Work to do: Starting at the line that has "Where can the scattered" and continuing through the end of the data, rename "innermost point" to "center point". Give those lines back with nothing else changed.

◆ ◆ ◆ ◆ ◆ ◆ ◆

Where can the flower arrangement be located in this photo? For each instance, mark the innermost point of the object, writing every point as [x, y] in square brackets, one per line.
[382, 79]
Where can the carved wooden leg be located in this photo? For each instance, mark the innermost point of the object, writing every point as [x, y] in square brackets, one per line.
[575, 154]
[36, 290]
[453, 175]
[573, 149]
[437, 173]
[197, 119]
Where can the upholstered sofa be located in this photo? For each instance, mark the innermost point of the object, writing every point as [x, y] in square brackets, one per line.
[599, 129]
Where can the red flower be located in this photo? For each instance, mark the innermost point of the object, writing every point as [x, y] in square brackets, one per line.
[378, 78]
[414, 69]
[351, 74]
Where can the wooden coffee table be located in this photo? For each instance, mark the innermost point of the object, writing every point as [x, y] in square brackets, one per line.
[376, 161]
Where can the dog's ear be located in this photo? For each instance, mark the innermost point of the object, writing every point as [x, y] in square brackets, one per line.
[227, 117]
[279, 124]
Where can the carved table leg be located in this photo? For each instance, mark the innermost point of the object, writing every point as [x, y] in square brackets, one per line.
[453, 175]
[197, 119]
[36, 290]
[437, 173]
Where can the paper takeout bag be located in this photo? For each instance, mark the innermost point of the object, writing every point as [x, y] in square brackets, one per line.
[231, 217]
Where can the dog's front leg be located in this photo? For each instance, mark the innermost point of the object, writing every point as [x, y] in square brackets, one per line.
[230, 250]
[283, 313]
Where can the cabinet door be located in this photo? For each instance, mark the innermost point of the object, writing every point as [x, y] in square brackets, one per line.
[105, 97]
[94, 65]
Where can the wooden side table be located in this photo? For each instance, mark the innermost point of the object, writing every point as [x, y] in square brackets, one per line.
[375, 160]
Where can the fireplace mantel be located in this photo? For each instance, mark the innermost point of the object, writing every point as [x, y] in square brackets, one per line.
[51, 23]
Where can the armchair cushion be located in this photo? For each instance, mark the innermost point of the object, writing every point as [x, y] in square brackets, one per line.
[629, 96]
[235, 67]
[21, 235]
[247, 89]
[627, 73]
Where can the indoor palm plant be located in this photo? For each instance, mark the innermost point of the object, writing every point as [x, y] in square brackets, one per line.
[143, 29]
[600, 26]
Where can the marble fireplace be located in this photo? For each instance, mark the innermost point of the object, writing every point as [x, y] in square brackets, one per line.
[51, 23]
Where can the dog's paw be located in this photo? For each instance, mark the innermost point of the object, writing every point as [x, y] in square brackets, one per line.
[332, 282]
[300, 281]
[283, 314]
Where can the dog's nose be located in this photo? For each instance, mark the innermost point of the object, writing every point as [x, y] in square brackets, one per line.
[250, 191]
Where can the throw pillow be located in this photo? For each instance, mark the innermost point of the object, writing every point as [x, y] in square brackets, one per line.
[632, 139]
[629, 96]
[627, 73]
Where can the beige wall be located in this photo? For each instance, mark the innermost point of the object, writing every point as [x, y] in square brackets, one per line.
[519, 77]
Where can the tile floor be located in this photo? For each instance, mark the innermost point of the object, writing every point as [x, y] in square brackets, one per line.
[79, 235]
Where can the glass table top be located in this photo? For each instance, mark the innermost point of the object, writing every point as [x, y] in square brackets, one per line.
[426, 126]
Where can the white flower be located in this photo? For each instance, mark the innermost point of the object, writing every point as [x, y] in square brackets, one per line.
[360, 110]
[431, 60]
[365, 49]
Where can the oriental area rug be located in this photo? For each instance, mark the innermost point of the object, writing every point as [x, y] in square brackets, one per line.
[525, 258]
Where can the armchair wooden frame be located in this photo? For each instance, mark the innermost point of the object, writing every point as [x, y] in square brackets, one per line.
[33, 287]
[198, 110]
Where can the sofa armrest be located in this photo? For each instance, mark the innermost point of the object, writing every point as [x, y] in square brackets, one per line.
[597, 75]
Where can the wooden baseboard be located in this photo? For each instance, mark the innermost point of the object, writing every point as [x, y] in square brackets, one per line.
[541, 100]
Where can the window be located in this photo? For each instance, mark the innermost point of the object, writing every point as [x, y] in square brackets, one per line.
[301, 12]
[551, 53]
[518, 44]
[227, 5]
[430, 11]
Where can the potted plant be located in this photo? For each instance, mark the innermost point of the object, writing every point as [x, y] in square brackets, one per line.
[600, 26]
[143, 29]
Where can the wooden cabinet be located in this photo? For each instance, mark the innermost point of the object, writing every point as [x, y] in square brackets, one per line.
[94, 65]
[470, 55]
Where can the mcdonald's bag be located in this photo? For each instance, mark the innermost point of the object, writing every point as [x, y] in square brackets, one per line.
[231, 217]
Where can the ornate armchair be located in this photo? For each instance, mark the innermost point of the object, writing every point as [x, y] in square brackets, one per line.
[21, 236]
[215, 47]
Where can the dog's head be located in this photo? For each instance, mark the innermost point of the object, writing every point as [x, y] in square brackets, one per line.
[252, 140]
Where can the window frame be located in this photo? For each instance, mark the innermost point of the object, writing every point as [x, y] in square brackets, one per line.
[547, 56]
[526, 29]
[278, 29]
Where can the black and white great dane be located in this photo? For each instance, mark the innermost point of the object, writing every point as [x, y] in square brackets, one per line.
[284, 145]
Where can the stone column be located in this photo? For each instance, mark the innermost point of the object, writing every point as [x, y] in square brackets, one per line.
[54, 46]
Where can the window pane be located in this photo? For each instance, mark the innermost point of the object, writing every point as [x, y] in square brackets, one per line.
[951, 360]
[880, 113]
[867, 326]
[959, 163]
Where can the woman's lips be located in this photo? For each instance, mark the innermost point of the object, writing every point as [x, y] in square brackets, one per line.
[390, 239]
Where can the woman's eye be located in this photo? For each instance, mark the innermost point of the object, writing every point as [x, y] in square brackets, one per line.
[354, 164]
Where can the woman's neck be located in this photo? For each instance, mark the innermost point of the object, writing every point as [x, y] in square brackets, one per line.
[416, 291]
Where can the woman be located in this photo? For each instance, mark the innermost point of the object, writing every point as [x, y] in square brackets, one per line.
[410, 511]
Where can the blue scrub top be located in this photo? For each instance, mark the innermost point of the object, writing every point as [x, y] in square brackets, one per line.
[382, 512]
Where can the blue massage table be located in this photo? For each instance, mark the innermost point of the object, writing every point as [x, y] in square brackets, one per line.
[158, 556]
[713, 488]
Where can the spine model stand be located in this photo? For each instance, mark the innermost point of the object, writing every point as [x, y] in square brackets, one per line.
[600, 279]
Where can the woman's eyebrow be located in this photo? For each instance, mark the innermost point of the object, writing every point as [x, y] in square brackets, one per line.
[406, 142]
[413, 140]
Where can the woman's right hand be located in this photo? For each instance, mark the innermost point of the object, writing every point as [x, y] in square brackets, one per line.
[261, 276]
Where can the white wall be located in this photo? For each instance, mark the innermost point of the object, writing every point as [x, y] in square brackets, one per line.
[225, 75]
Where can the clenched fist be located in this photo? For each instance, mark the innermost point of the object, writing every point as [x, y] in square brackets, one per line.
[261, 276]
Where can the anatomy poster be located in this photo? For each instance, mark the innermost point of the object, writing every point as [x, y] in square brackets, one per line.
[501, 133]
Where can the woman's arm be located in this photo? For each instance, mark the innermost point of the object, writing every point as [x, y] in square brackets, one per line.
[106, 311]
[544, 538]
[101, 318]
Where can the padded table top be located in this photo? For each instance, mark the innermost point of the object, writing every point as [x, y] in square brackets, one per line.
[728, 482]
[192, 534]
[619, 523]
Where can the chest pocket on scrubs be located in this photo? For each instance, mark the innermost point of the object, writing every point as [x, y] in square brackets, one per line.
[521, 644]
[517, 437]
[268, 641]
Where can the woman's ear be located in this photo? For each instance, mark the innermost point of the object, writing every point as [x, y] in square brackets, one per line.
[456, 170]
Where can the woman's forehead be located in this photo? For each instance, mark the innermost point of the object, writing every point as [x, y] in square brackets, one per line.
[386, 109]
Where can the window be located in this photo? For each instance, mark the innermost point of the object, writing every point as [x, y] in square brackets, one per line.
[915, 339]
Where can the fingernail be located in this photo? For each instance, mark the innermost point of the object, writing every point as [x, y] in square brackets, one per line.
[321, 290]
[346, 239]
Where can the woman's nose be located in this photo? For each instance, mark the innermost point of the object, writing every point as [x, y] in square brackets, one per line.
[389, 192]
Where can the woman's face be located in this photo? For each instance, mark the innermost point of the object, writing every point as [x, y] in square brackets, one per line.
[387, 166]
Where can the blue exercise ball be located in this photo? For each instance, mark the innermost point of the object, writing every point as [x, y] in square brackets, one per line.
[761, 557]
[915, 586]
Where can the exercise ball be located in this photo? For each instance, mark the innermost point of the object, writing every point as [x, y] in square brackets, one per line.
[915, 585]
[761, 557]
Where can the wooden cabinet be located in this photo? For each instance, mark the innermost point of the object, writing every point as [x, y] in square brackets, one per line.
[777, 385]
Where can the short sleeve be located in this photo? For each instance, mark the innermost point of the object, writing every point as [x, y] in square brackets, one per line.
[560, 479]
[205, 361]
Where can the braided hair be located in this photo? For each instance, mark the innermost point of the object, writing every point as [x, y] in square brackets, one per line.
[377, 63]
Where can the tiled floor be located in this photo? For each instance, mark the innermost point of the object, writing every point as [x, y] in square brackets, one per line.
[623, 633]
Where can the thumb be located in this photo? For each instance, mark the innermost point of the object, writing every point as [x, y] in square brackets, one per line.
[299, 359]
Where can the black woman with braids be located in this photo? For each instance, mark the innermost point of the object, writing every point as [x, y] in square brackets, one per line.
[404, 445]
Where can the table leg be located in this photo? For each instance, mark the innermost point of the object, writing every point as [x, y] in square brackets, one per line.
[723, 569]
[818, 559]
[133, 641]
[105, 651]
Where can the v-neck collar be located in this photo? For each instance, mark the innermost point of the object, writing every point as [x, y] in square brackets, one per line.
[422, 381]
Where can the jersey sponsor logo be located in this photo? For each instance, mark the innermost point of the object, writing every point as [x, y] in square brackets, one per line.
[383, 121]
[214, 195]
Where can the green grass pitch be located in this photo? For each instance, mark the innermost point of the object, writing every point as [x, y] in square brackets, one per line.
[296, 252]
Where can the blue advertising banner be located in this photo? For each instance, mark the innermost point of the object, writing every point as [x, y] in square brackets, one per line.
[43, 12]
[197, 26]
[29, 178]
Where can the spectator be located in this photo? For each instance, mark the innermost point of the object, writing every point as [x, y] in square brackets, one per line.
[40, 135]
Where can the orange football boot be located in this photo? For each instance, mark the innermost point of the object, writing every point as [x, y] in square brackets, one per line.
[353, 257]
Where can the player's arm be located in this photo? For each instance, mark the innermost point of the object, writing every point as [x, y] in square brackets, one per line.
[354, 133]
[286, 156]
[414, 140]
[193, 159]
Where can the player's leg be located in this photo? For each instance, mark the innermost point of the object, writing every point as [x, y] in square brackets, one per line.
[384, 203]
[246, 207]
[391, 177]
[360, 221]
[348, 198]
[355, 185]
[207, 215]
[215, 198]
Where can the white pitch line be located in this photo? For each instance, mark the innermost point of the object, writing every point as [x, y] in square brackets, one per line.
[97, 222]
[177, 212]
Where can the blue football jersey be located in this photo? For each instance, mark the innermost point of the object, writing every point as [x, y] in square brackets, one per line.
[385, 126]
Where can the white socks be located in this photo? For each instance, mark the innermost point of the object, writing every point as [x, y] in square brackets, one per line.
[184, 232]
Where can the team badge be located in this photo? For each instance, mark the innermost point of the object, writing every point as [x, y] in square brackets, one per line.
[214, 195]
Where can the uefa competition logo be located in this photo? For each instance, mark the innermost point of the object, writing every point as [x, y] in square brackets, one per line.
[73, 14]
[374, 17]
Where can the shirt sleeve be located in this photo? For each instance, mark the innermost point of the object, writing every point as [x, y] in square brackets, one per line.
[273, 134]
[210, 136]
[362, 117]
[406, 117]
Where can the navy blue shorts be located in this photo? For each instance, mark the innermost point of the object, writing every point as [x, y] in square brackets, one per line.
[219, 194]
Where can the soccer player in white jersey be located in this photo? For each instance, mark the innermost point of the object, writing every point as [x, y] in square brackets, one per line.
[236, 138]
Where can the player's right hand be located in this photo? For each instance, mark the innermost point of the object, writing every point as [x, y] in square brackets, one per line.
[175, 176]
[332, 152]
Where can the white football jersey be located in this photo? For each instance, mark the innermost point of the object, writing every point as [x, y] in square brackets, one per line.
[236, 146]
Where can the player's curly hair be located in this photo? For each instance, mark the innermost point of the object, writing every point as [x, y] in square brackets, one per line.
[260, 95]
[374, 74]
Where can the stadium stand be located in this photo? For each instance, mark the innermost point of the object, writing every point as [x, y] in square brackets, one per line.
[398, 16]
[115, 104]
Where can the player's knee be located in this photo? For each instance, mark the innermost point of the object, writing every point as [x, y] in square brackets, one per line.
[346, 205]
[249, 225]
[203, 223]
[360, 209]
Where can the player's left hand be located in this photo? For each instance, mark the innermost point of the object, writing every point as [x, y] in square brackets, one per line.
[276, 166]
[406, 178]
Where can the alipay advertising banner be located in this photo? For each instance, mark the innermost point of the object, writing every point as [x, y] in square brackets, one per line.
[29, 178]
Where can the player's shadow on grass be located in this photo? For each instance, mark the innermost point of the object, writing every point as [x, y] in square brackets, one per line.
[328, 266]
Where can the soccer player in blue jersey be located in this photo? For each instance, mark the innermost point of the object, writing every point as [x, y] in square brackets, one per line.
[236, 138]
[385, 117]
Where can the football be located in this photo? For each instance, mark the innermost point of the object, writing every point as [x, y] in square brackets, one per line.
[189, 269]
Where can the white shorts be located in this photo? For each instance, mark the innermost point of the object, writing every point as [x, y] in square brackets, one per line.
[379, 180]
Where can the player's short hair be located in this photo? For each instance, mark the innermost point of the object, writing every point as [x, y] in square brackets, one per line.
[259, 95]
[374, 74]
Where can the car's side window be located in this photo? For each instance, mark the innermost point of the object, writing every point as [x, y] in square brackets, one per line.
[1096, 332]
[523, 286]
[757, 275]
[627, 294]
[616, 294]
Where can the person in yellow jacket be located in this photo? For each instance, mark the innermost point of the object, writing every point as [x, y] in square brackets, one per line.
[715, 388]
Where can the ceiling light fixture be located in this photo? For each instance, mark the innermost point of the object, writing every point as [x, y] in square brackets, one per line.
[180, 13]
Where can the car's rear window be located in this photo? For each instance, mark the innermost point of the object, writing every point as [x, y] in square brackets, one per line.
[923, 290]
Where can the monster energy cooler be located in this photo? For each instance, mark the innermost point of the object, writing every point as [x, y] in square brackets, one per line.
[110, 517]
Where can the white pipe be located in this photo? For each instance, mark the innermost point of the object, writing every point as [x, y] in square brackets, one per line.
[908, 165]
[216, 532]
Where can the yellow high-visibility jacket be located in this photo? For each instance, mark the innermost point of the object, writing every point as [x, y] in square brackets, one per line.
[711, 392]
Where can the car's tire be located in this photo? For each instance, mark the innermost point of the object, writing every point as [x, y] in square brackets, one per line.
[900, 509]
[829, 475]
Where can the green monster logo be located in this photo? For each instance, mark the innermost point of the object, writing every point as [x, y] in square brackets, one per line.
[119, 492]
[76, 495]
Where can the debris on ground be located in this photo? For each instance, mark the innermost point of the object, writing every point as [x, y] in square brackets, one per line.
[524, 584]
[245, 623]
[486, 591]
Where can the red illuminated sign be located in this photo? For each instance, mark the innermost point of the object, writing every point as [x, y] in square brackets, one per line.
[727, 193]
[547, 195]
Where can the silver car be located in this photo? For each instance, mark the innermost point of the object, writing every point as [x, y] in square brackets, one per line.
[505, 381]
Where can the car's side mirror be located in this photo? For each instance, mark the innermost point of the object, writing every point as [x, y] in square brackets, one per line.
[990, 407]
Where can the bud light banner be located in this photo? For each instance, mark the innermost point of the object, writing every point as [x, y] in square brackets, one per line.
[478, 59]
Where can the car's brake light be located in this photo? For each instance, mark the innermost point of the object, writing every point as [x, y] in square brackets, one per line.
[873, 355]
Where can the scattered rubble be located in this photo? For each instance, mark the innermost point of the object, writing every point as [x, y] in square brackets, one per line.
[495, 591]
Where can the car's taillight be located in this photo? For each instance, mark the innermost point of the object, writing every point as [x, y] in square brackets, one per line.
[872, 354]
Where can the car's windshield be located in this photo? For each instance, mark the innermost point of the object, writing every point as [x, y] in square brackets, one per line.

◆ ◆ ◆ ◆ ◆ ◆ ◆

Written answer:
Where can the scattered rubble be located in this photo? For each instance, mark the center point of the object, writing every point as [x, y] in square brackets, one per line.
[495, 591]
Where can the car's taillight be located in this photo? For each instance, mark the center point of the object, writing every point as [x, y] in square brackets, one per line.
[872, 354]
Where can the car's windshield be located in this photo? For each instance, mark the center point of the object, writing every point as [x, y] in square brackets, one per line.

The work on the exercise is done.